Passage shown
^^^^^^^^

When it became obvious my three children are all left-handed, I felt like I had conquered the gene pool. Then I began to wonder if it was nurture over nature.
The numbers defied the odds – just 10 percent of the population has a dominant left hand, yet my husband is the only right-handed person in our family of five.
Could I be teaching our kids to use their left hand?
Although I was never forced to use my right hand at school, I was once called cack-handed, I’ve always had to use scissors and can openers right-handed, and vegie peelers rarely work for me.
Yet I’ve always been aware of this special point of difference I share with a minority of the world.
By the time we are four years old we have developed a preference for using our left or right hand. When it became obvious my eldest child was left-handed, I felt proud that we were on the same page. Then my daughter started using her left hand, and I was surprised but chuffed.
When our youngest was a baby, I watched with interest to see which hand he used the most. He sucked his right thumb and I was convinced he’d be right-handed. Like his two older siblings, he used both hands for eating and scribbling till he was a few years old.
Then he developed a preference for his left hand. I wondered if I’d accidentally taught him to be a leftie. I asked his preschool teachers to leave a pencil on the table in front of him and see which hand he reached out. It was always his left.
Growing up left-handed is hardly a hardship anymore – you can buy anything from scissors and spiral notebooks to knives for left-handed people. My kids won’t always smudge their penmanship like I did.
Research even shows being a leftie may even be an advantage. Left handedness is often associated with a creative streak, and some studies have shown that lefties are up there on the genius spectrum.
But our family defies the odds, so how does handedness develop?
Looking at my family, it’d be a logical conclusion that there’s a dominant mutant gene that causes left-handedness. But is there?
It turns out handedness is still one of the mysteries of neuroscience – but there is some consensus.
It’s generally agreed that a preference for one hand over the other is likely to be determined before birth and is partly genetic, but a number of genes have been identified as contributing to variations in handedness.
Theories differ about where handedness first develops in the body.

^^^^^^^^

Provided material
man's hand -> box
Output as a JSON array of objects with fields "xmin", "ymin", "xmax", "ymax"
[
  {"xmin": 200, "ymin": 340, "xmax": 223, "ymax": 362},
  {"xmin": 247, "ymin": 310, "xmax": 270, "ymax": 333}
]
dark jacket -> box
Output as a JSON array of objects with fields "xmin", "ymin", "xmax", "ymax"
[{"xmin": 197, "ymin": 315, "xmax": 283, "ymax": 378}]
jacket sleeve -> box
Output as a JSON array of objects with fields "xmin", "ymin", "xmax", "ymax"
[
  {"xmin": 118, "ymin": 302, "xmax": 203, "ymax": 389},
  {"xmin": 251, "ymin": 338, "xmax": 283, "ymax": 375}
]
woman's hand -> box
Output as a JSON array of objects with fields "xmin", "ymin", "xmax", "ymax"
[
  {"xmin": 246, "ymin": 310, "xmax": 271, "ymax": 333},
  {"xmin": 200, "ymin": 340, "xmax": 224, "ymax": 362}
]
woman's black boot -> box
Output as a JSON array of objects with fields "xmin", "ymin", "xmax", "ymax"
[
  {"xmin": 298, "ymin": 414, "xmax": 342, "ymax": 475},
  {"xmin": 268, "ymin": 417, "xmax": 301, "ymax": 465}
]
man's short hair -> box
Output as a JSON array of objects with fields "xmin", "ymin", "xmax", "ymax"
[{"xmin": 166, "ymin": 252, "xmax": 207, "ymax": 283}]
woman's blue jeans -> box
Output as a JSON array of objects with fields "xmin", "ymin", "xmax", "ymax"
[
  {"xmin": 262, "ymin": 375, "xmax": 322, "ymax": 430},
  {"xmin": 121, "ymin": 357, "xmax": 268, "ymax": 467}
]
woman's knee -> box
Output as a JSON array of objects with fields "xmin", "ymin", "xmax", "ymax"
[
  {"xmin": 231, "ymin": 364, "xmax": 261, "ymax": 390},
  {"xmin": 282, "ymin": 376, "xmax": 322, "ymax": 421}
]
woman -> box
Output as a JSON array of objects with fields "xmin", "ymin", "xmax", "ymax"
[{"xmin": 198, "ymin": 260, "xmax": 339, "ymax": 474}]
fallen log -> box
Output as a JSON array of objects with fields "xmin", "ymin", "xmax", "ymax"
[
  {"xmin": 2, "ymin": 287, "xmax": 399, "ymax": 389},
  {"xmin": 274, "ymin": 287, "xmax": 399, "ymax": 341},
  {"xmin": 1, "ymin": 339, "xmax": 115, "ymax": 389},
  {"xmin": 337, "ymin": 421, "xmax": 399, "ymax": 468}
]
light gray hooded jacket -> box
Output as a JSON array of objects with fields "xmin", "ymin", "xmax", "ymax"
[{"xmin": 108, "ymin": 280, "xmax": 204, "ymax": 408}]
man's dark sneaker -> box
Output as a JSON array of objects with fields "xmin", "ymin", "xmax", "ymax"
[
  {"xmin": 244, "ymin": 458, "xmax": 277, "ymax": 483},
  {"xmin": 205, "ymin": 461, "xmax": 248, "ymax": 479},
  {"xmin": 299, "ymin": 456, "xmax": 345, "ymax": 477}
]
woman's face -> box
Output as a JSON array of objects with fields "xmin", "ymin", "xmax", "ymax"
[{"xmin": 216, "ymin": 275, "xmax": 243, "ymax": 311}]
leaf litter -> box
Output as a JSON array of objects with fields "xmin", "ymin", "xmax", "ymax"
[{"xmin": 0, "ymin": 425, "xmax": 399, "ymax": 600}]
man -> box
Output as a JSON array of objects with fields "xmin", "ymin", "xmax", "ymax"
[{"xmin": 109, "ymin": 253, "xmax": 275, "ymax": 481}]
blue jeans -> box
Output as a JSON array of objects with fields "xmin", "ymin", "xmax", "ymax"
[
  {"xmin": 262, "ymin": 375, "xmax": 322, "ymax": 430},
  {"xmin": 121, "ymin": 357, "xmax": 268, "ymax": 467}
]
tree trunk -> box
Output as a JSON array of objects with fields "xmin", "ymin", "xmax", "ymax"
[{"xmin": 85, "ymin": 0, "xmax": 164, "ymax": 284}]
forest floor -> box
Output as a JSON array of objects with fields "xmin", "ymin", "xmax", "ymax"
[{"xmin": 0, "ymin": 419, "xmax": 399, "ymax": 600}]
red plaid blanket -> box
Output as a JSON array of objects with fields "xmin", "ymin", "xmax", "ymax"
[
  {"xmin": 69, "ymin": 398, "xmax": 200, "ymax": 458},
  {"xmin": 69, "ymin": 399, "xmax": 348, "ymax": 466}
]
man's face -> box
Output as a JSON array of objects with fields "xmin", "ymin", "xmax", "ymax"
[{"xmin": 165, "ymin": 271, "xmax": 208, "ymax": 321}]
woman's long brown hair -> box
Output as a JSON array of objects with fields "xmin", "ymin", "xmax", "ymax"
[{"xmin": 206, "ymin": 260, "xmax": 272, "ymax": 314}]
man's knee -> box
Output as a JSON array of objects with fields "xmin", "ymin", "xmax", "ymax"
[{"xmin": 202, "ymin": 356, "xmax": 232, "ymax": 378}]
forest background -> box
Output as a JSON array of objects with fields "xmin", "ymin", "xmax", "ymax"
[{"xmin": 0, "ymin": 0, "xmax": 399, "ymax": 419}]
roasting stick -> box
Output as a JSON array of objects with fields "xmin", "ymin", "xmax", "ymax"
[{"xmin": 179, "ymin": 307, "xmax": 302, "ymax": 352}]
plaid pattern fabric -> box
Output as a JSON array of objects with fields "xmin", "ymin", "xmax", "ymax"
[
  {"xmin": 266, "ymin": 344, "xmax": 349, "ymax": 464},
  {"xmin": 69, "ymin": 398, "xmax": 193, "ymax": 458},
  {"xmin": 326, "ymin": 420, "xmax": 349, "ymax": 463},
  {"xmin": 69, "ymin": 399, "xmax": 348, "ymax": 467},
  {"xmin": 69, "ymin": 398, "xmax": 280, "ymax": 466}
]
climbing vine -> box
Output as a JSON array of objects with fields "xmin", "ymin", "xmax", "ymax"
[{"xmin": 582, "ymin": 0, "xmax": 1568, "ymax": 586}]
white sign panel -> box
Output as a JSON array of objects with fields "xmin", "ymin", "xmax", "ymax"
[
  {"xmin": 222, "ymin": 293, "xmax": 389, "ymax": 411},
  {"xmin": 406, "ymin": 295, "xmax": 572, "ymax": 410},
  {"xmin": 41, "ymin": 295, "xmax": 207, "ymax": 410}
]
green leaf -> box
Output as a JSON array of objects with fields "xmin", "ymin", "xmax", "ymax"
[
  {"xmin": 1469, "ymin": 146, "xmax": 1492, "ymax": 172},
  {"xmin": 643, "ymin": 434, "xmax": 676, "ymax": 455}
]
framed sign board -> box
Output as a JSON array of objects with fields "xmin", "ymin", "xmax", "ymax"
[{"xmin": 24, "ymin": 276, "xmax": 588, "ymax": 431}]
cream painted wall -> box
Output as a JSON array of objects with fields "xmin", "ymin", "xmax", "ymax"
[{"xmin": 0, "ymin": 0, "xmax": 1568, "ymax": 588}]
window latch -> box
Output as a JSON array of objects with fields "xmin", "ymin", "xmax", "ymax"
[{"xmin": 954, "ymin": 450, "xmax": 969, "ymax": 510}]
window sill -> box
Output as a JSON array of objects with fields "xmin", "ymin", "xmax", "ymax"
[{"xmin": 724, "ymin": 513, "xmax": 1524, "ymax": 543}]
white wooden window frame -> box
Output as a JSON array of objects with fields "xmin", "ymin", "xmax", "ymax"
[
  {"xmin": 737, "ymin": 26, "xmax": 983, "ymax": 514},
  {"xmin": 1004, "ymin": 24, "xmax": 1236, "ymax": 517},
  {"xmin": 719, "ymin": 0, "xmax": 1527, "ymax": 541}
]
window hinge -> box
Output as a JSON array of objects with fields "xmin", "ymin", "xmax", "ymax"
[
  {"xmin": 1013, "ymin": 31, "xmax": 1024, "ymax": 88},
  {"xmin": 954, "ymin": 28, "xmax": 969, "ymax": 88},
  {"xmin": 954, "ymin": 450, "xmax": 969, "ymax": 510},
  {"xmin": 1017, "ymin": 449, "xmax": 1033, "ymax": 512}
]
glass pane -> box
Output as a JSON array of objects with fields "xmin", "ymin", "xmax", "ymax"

^^^^^^^^

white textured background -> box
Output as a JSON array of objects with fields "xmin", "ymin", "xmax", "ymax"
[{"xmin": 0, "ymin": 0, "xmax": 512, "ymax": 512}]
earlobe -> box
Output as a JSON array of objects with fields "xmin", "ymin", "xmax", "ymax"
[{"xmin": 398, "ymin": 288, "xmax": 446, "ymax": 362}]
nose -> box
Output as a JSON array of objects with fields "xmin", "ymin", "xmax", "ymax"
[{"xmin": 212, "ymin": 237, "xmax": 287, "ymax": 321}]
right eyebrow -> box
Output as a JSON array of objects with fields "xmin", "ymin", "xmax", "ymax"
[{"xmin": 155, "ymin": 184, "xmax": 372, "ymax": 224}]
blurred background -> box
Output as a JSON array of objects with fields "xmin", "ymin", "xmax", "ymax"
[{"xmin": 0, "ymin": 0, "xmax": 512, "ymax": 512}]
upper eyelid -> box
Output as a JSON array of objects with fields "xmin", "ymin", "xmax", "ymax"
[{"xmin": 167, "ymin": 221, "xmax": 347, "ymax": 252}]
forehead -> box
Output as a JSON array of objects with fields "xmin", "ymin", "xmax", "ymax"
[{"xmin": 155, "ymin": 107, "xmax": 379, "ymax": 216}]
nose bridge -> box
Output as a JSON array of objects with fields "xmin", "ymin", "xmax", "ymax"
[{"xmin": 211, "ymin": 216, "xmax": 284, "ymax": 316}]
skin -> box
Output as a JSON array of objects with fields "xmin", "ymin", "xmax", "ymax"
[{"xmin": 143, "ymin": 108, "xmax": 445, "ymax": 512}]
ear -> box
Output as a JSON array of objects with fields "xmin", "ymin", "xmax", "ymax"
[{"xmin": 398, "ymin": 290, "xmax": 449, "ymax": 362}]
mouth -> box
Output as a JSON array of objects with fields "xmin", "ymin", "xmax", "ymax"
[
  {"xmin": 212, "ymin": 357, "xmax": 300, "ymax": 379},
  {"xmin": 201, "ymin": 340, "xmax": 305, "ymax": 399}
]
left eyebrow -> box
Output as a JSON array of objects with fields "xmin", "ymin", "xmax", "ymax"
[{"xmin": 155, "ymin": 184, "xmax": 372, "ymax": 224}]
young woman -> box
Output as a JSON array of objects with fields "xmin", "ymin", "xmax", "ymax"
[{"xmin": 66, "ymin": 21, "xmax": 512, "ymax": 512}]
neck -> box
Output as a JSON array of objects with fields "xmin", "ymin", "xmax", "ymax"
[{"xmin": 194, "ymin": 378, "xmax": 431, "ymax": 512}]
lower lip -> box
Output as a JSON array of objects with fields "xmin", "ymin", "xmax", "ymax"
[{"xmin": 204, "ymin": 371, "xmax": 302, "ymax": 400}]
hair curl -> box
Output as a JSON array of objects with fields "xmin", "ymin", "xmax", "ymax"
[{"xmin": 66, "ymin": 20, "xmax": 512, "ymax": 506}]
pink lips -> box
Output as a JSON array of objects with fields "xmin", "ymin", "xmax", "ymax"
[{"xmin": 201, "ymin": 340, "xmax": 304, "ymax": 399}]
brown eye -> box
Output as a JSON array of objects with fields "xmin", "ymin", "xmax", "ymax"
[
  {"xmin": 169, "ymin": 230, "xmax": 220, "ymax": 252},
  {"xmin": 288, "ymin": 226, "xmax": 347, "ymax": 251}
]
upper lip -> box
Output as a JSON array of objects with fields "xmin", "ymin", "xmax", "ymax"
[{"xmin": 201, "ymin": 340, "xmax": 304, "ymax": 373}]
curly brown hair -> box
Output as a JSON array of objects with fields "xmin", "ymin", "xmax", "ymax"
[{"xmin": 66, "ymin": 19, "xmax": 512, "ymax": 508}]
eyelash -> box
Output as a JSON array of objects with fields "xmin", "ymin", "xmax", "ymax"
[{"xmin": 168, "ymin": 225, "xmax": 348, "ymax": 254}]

^^^^^^^^

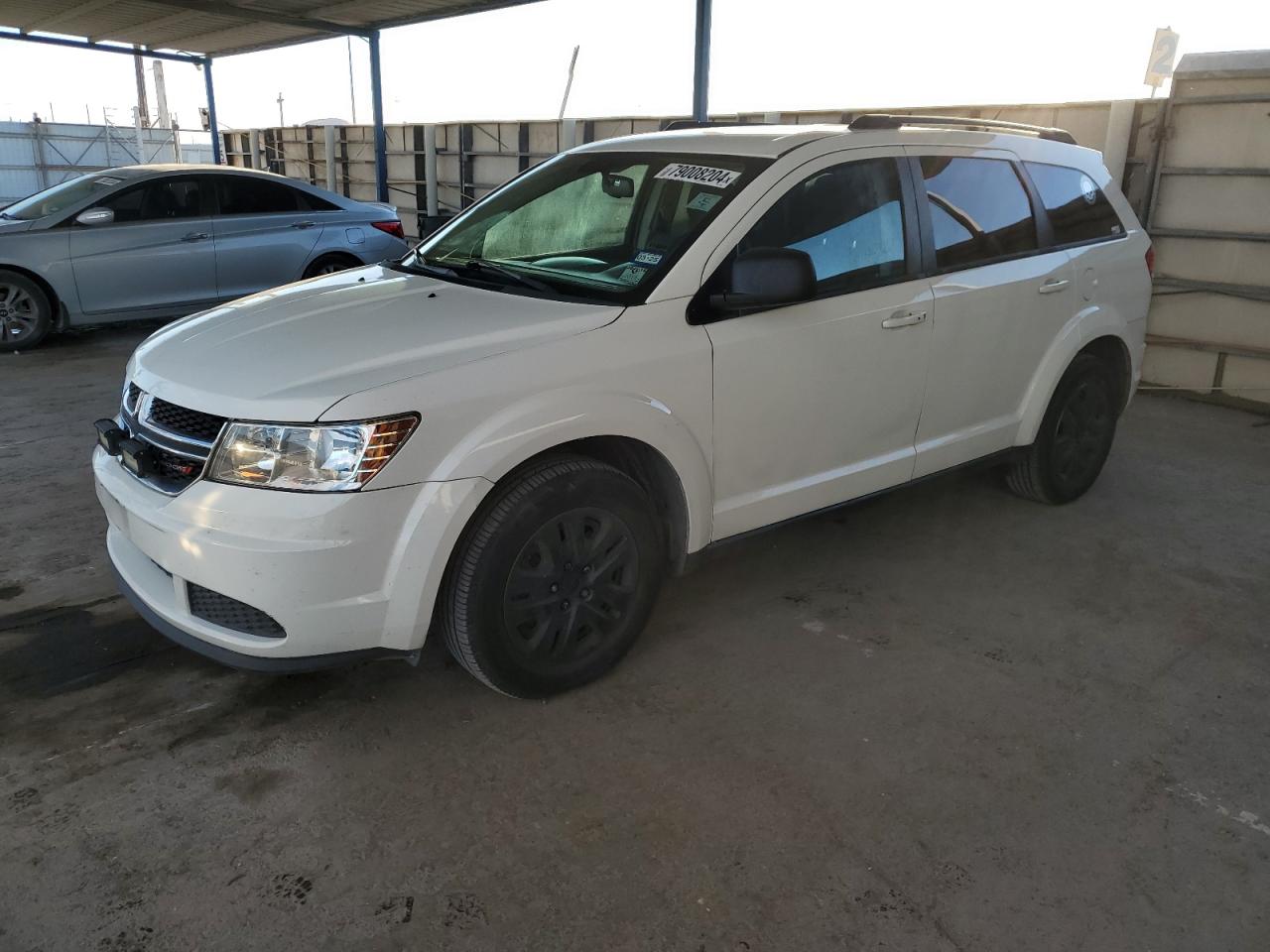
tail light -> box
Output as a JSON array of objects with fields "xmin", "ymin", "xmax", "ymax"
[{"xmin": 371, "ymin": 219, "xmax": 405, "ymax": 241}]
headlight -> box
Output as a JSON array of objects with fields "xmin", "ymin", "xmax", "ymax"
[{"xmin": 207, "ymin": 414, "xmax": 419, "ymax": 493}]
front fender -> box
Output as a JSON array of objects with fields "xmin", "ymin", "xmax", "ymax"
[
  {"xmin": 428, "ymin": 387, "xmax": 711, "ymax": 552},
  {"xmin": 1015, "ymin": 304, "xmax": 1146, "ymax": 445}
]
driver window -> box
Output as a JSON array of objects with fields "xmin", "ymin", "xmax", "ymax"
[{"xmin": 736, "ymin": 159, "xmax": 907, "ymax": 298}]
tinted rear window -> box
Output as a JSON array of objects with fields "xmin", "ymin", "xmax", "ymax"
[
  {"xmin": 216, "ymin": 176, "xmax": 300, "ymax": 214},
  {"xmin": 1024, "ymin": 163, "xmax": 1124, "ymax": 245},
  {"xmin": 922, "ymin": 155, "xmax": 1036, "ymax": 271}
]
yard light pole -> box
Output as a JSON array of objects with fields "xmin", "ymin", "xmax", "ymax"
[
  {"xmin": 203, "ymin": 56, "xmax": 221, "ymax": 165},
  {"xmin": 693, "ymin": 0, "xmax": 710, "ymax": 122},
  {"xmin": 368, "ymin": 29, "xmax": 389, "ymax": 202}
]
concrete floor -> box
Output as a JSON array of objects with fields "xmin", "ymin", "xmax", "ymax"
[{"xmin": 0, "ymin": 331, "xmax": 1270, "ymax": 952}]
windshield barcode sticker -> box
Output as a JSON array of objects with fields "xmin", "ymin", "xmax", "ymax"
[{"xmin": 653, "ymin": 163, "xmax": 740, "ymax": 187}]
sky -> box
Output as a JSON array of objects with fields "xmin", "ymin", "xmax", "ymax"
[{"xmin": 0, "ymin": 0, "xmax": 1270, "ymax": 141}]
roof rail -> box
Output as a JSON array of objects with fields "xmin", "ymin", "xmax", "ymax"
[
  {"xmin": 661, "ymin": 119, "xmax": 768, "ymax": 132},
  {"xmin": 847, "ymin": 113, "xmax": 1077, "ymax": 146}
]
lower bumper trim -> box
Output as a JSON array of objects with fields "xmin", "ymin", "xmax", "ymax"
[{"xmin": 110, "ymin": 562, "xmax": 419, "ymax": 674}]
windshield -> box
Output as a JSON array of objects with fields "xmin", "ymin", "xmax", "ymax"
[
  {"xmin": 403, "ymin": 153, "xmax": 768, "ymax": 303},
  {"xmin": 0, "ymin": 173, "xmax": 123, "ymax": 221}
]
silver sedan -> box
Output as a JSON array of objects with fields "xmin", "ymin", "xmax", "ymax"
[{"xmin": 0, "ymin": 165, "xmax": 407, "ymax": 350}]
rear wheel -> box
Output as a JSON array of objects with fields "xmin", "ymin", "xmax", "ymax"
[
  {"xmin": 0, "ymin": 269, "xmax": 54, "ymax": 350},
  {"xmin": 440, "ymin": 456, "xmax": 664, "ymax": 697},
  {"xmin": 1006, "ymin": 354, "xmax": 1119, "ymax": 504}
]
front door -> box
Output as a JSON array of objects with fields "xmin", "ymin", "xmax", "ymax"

^^^^^^^^

Brief
Retype the essay about raising left-handed children word for word, from start to finish.

Response to the task
When it became obvious my three children are all left-handed, I felt like I had conquered the gene pool. Then I began to wonder if it was nurture over nature.
The numbers defied the odds – just 10 percent of the population has a dominant left hand, yet my husband is the only right-handed person in our family of five.
Could I be teaching our kids to use their left hand?
Although I was never forced to use my right hand at school, I was once called cack-handed, I’ve always had to use scissors and can openers right-handed, and vegie peelers rarely work for me.
Yet I’ve always been aware of this special point of difference I share with a minority of the world.
By the time we are four years old we have developed a preference for using our left or right hand. When it became obvious my eldest child was left-handed, I felt proud that we were on the same page. Then my daughter started using her left hand, and I was surprised but chuffed.
When our youngest was a baby, I watched with interest to see which hand he used the most. He sucked his right thumb and I was convinced he’d be right-handed. Like his two older siblings, he used both hands for eating and scribbling till he was a few years old.
Then he developed a preference for his left hand. I wondered if I’d accidentally taught him to be a leftie. I asked his preschool teachers to leave a pencil on the table in front of him and see which hand he reached out. It was always his left.
Growing up left-handed is hardly a hardship anymore – you can buy anything from scissors and spiral notebooks to knives for left-handed people. My kids won’t always smudge their penmanship like I did.
Research even shows being a leftie may even be an advantage. Left handedness is often associated with a creative streak, and some studies have shown that lefties are up there on the genius spectrum.
But our family defies the odds, so how does handedness develop?
Looking at my family, it’d be a logical conclusion that there’s a dominant mutant gene that causes left-handedness. But is there?
It turns out handedness is still one of the mysteries of neuroscience – but there is some consensus.
It’s generally agreed that a preference for one hand over the other is likely to be determined before birth and is partly genetic, but a number of genes have been identified as contributing to variations in handedness.
Theories differ about where handedness first develops in the body.